▸ Task description: Please count the lines in the items below that contain the word "blue" with matching case, and reply with the number alone.

— begin —

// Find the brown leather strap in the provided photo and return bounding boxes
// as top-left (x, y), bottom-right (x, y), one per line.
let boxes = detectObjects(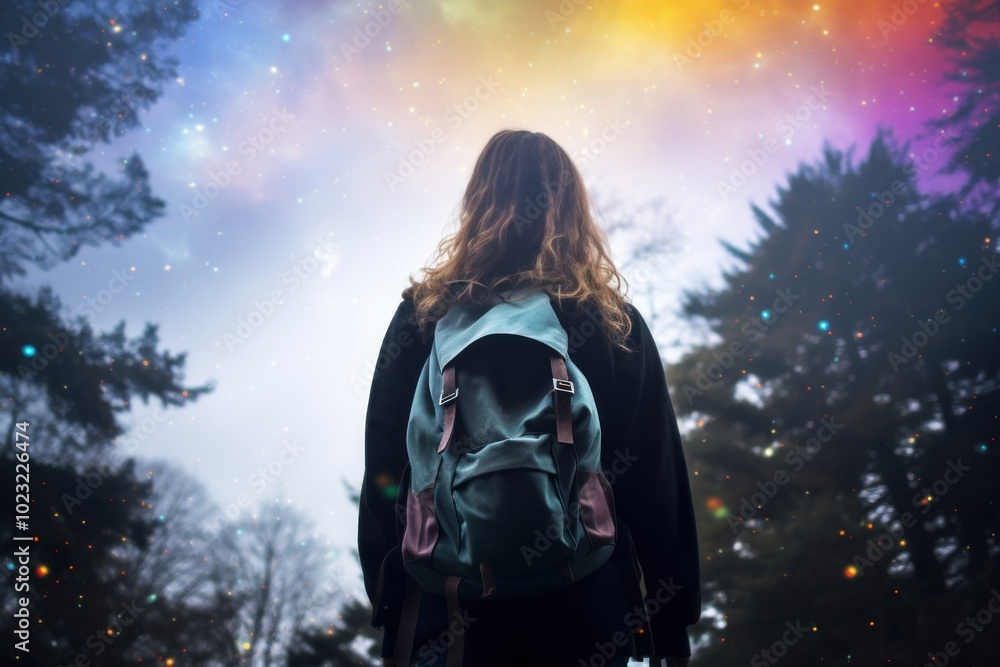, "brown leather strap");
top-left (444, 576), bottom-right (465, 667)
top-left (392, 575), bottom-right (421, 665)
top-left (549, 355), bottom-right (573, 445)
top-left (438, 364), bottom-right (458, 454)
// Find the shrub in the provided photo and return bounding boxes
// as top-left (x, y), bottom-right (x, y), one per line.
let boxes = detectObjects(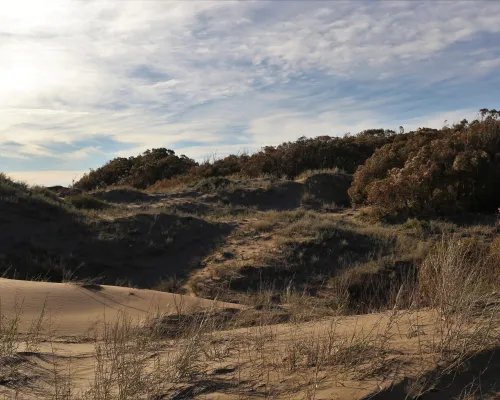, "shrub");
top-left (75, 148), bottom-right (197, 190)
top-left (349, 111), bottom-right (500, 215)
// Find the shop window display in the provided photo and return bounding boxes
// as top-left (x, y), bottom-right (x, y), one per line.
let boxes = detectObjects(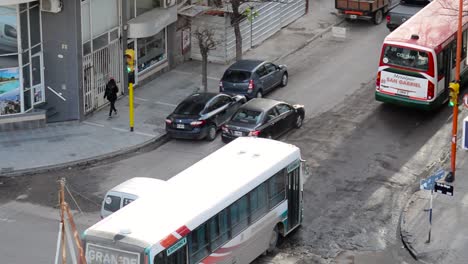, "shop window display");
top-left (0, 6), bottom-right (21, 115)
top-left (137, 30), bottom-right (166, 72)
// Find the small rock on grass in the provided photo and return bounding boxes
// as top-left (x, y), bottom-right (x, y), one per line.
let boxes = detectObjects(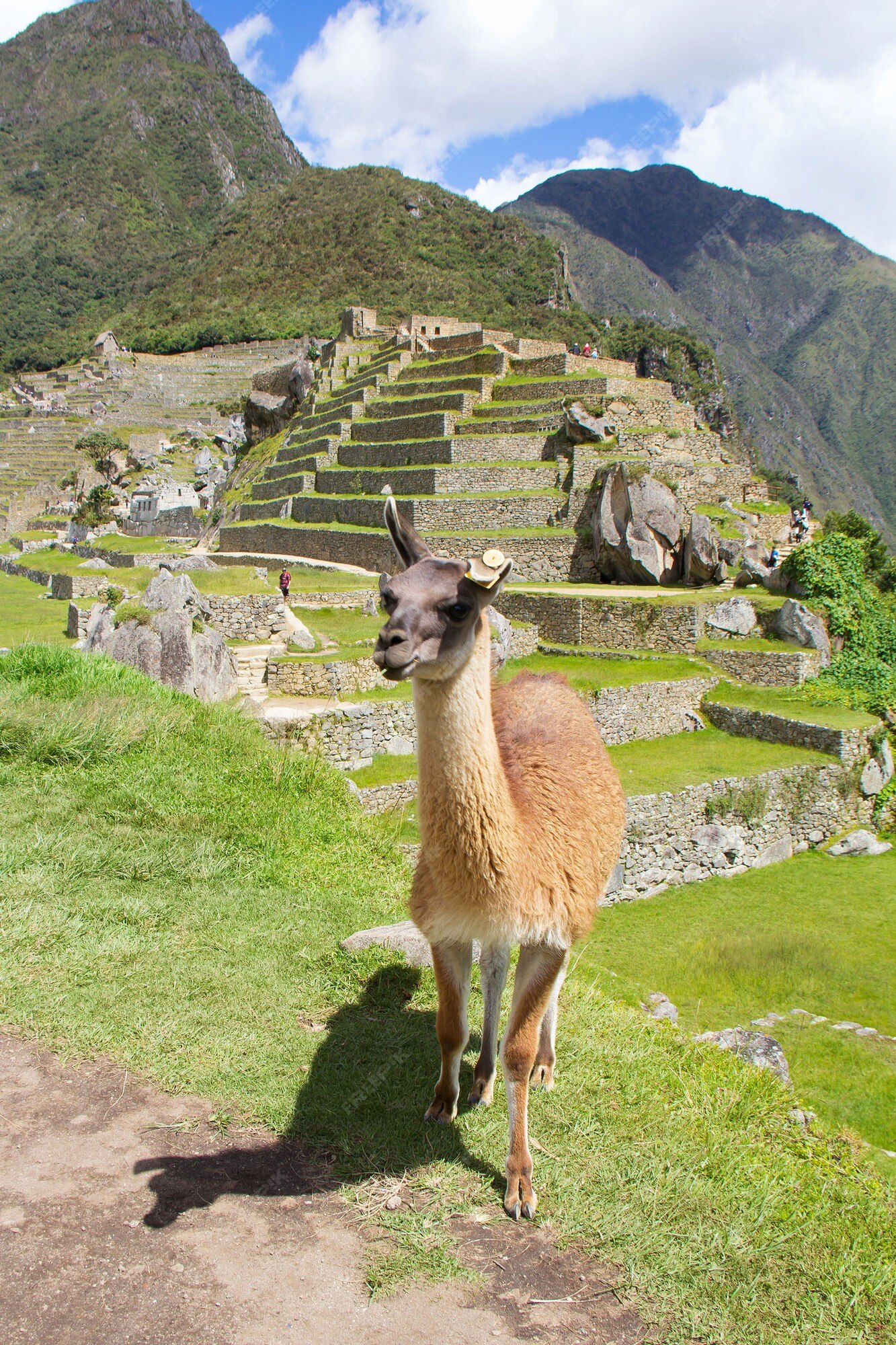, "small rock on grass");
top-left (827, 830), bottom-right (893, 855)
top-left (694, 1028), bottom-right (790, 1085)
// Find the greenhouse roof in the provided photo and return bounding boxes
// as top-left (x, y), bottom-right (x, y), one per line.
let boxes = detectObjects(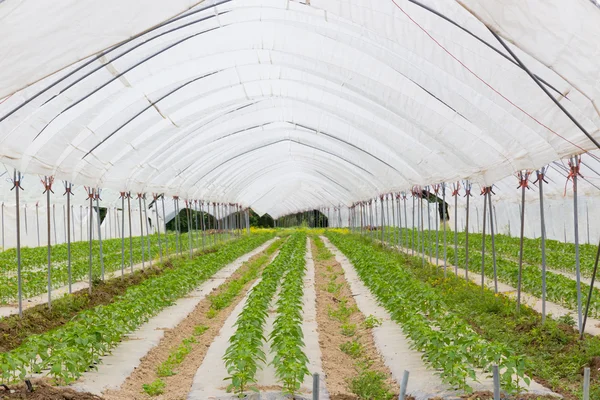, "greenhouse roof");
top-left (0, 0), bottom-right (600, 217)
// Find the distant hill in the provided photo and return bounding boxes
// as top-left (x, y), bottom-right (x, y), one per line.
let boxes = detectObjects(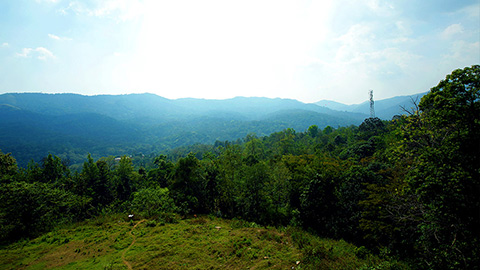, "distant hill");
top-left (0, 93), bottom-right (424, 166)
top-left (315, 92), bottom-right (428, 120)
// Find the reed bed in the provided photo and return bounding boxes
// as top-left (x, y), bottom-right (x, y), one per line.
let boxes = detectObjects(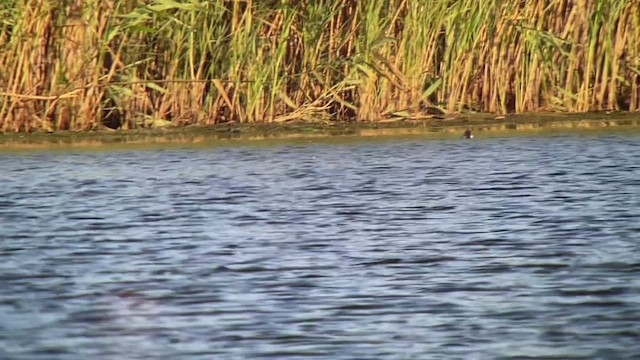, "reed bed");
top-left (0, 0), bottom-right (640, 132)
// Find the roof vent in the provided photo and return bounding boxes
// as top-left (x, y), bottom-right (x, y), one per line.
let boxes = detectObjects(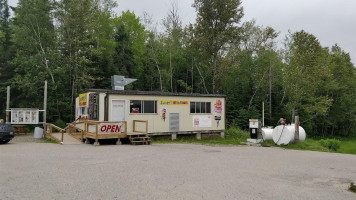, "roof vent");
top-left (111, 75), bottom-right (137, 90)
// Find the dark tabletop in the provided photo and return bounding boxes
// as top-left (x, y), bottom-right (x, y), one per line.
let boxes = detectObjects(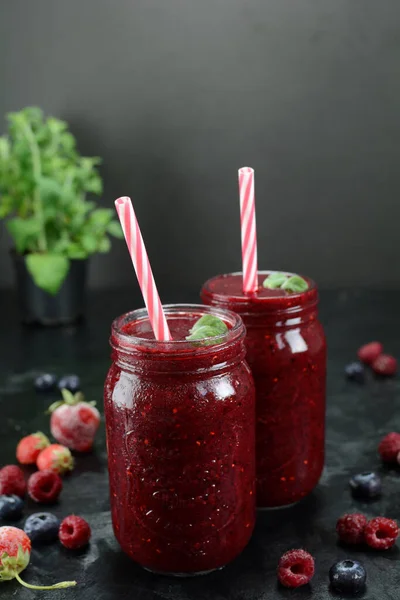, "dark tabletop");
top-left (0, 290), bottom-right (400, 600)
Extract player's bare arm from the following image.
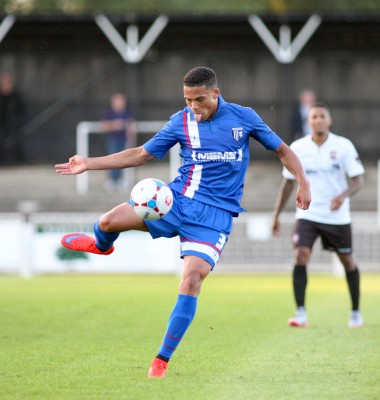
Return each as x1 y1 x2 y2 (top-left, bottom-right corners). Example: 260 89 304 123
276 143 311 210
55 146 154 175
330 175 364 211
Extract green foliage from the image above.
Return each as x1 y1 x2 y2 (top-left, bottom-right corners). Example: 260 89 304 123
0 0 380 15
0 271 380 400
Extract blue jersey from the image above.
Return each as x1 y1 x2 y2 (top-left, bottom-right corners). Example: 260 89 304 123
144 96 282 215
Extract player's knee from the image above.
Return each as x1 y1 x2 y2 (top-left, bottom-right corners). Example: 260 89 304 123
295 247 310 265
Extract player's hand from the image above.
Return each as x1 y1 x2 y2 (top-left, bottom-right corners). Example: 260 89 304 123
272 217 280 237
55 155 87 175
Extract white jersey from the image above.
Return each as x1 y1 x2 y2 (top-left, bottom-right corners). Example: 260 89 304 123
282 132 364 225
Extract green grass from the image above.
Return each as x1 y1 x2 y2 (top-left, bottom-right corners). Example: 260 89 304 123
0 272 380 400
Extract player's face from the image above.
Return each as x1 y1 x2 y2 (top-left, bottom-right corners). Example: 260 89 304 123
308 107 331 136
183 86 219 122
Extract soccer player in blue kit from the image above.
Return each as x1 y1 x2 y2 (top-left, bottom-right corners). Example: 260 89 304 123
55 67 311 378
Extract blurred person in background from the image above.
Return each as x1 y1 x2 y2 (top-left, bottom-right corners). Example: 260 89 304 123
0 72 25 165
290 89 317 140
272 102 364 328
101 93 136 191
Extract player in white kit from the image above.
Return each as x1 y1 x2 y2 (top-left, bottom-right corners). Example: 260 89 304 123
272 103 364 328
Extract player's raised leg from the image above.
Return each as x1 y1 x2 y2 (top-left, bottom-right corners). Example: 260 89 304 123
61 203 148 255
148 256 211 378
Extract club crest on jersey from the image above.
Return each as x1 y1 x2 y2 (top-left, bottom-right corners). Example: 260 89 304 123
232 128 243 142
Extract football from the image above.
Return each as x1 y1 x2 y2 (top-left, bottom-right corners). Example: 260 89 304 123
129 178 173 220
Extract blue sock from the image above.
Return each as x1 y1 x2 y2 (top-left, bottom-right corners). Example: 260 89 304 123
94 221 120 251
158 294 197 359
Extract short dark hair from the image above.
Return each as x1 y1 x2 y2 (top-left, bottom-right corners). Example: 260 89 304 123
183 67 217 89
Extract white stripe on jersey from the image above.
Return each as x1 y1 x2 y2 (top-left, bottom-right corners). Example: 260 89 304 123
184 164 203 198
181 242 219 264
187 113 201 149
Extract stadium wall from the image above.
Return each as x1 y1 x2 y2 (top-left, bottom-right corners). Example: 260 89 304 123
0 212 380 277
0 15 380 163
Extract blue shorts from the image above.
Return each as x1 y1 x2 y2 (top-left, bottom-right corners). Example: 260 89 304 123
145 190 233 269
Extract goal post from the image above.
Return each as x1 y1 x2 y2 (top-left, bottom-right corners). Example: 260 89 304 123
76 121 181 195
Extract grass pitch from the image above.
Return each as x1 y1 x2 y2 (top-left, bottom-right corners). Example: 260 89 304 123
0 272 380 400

— end —

▸ Worked answer: 4